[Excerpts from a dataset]
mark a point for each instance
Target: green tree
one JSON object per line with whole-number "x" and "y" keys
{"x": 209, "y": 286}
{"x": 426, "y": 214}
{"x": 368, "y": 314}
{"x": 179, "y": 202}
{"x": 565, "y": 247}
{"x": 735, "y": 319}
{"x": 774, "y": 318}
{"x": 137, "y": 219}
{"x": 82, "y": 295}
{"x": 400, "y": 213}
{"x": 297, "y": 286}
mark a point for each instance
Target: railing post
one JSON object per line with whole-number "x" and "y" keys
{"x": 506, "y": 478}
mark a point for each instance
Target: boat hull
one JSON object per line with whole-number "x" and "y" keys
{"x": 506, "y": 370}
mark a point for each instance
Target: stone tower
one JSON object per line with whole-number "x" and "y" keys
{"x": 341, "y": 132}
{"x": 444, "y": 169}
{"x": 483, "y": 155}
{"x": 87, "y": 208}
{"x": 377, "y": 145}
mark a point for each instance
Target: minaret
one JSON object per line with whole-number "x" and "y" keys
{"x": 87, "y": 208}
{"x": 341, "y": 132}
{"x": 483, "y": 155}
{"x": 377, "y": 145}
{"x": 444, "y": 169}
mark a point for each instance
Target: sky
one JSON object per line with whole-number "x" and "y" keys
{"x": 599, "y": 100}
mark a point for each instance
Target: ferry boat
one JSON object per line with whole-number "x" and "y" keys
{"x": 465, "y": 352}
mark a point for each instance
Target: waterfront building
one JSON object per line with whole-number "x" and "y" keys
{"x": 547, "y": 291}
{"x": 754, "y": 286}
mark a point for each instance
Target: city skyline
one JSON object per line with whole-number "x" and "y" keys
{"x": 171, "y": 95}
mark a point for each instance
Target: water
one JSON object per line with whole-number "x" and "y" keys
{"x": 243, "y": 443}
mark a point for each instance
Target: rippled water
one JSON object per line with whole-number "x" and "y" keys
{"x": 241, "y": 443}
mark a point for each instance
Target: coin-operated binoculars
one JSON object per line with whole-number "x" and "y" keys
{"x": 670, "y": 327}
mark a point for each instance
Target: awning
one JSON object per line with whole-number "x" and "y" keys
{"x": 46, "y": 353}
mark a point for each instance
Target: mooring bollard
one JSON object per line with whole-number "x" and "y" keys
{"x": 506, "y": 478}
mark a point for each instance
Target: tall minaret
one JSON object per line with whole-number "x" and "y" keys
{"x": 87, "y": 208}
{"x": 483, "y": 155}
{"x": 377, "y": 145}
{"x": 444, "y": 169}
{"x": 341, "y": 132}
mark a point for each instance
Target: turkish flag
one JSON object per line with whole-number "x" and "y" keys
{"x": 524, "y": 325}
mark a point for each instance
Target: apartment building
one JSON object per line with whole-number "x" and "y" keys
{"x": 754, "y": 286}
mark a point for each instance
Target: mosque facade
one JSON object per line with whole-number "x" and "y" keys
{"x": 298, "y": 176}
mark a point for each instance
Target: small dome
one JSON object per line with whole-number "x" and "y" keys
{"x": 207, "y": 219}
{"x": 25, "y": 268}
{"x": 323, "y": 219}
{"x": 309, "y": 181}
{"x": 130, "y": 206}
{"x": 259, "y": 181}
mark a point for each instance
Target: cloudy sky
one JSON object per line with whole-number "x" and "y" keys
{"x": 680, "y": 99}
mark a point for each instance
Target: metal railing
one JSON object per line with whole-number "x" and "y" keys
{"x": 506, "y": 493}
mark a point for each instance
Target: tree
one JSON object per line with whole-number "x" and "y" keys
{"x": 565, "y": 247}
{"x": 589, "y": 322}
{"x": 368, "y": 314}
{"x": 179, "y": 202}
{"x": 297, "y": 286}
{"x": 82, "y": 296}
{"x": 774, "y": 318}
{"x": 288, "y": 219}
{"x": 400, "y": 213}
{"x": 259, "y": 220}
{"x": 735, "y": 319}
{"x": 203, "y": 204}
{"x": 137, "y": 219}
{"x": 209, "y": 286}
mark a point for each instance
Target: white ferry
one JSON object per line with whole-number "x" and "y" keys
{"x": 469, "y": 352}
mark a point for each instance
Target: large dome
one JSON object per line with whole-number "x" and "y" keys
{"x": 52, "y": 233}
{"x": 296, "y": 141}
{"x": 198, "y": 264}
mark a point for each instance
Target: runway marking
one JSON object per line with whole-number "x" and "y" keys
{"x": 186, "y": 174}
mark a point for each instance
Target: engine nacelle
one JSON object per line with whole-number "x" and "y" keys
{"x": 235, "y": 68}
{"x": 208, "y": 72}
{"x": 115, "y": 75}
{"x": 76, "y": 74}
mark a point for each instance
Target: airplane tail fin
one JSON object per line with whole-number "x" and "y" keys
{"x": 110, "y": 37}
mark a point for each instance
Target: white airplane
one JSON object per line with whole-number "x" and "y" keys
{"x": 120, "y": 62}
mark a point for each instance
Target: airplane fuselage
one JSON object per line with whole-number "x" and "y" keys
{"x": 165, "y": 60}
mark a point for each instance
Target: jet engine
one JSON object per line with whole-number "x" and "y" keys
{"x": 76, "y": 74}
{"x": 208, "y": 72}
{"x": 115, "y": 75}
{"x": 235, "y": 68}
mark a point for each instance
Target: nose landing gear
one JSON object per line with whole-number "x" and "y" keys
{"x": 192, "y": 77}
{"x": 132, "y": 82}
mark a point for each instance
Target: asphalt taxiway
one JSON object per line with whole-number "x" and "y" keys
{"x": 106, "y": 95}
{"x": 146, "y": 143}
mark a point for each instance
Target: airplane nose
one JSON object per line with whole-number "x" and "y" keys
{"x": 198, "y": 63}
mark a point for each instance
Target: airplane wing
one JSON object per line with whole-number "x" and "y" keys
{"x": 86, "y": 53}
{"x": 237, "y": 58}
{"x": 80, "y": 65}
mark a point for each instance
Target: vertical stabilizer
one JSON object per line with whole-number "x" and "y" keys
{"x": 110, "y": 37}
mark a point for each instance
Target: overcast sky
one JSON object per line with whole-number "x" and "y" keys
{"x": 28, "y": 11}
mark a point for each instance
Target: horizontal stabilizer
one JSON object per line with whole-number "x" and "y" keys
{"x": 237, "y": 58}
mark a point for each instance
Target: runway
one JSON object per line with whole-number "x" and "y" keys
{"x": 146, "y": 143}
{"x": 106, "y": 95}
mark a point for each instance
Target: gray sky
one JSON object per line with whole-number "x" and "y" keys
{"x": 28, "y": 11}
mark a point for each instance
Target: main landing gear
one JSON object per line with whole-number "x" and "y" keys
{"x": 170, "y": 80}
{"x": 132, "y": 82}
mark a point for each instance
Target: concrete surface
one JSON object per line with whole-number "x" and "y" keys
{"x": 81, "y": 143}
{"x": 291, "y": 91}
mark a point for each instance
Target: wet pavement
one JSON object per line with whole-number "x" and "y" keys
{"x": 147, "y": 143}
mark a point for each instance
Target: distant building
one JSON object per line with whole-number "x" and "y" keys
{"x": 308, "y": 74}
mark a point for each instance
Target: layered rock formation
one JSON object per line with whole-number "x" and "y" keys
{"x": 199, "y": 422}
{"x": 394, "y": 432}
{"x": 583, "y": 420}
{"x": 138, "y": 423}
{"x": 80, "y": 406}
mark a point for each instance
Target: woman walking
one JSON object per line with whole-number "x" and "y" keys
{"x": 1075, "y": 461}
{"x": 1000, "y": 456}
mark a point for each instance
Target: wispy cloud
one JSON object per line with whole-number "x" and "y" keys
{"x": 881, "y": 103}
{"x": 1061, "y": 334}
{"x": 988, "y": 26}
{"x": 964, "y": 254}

**Exercise description**. Each line in the data that holds the string "white" should be found and copied.

**Exercise answer**.
Target: white ferry
Target: white airplane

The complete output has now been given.